* DATA IN THIS EXERCISE *
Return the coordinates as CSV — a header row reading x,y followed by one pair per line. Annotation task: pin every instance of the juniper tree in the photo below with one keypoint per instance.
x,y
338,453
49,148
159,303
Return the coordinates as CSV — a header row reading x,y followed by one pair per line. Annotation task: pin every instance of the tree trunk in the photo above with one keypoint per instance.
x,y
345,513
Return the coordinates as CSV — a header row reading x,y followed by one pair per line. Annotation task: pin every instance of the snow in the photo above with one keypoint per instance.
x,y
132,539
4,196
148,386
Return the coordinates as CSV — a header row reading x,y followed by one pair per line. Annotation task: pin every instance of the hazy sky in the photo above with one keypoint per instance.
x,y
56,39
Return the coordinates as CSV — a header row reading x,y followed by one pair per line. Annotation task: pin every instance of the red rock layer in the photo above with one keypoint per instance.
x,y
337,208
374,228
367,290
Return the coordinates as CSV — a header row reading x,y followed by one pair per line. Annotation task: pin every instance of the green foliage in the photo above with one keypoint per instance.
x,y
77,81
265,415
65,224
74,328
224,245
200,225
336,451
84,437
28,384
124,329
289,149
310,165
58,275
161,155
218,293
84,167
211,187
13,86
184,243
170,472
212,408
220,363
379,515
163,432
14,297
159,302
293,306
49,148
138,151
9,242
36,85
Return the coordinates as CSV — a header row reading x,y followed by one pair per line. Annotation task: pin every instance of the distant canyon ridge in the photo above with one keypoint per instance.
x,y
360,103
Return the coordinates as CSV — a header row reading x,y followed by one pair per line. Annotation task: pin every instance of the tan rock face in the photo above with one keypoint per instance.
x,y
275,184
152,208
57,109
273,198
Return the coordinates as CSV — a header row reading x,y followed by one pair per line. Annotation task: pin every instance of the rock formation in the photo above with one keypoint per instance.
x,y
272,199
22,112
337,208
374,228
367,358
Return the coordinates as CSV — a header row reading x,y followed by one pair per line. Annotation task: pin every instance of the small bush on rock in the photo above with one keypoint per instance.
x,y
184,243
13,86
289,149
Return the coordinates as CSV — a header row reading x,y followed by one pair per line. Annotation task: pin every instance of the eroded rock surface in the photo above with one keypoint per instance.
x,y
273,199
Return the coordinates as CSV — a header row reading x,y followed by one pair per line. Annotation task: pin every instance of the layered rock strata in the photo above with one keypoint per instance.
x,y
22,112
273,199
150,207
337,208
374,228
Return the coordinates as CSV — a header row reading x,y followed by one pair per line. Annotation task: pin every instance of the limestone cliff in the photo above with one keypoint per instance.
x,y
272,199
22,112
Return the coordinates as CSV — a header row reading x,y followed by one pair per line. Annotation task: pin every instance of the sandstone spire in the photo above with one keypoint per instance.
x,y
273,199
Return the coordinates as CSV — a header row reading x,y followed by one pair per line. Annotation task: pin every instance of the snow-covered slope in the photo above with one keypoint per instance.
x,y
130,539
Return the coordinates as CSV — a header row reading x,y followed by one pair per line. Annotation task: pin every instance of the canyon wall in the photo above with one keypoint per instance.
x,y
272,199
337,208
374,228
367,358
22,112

* INSTRUCTIONS FOR THE TASK *
Make an exact copy of the data above.

* ANSWER TO THE PROBLEM *
Return the coordinates as CSV — a header row reading x,y followed by one pair per line. Annotation task: pin every instance of the juniper tree in the photo below with one keypoint per instance.
x,y
338,453
49,148
159,303
Return the coordinates as CSV — a header row reading x,y followed by one pair per line. Annotation task: pin every instance of the tree trunk in the photo above with one keypoint per instance.
x,y
345,513
Return the coordinates as CSV — a header row reading x,y followed by one pair per line. Annotation task: pin every instance of the snow in the photo above with one keypoint per instance.
x,y
132,539
4,196
148,386
Return the coordinates as CSV — a header row reading x,y followed by one pair per line. Annotation task: pin every instance of the hazy sky in the photo above with one keypoint per instance.
x,y
56,39
Return the coordinates as CSV — a header row reading x,y followed by one pair per line. Annotation task: pin every instance of the red rock layer in the photo above with one keypoint per instance.
x,y
337,208
374,228
367,290
Return the coordinates as CSV — a header row reading x,y followed by one pair per line. Annotation task: pin every instance of the green foliage in the photo above with one keypoint per instance.
x,y
77,81
265,415
65,224
74,328
224,245
200,225
336,451
84,437
28,384
124,329
289,149
310,165
58,275
161,155
218,293
84,167
211,187
13,86
184,243
170,472
212,408
220,363
379,515
163,432
14,297
159,302
293,306
49,148
138,151
9,242
36,85
Return the coordinates as CSV — a header row reading x,y followed by one pair per line. Annotation task: pin every instance of the distant canyon ridge in the photo above with one keypoint per instance.
x,y
360,103
Return the coordinates as CSV — a header row reading x,y followed by one pair per line. Annotation task: pin every instance of the tan rock face in the photo above with one keypoint per instance.
x,y
275,184
152,208
57,109
273,198
Return the coordinates as CSV — a header row reading x,y followed by one pair per line. Annotation task: pin every instance of the rock formation in the photo above with one keypoint per instance.
x,y
272,199
22,112
337,208
374,228
367,358
Return the coordinates as CSV — a header row reading x,y followed by one pair per line. Annotation task: pin every instance of the small bush on rock in the photo above with one keypoint per instance.
x,y
184,243
13,86
289,149
Return the coordinates as CSV — a header row reading x,y followed by one pair per line. Annotation task: pin every instance of the eroded rock surface in the photo above with one keypoint per instance.
x,y
273,199
Return the coordinates as CSV — a header row reading x,y followed by one pair per line. Annotation task: pin every instance of the layered rock strata in the photo above with one keypoint per instance.
x,y
22,112
273,199
150,207
337,208
374,228
Return the coordinates as CSV — a header row reading x,y followed by one pair per line. Annotation task: pin every instance of the limestone cliff in the photo above with one keypoint per instance.
x,y
272,199
22,112
Return the coordinates as CSV — a header row reading x,y followed by one pair per line. Annotation task: pin every instance of the sandstone spire in the photo above with one keypoint per instance.
x,y
273,199
Return the coordinates as CSV — a header row reading x,y followed by one pair per line. Annotation task: pin every instance of the snow-covered slope in the photo above with one keypoint per instance.
x,y
130,539
Return the coordinates as CSV — a header row reading x,y followed by one pair per line. Annotation task: pin every instance of the canyon wall in the photo above with one keypoint per instance.
x,y
272,199
337,208
374,228
367,358
22,112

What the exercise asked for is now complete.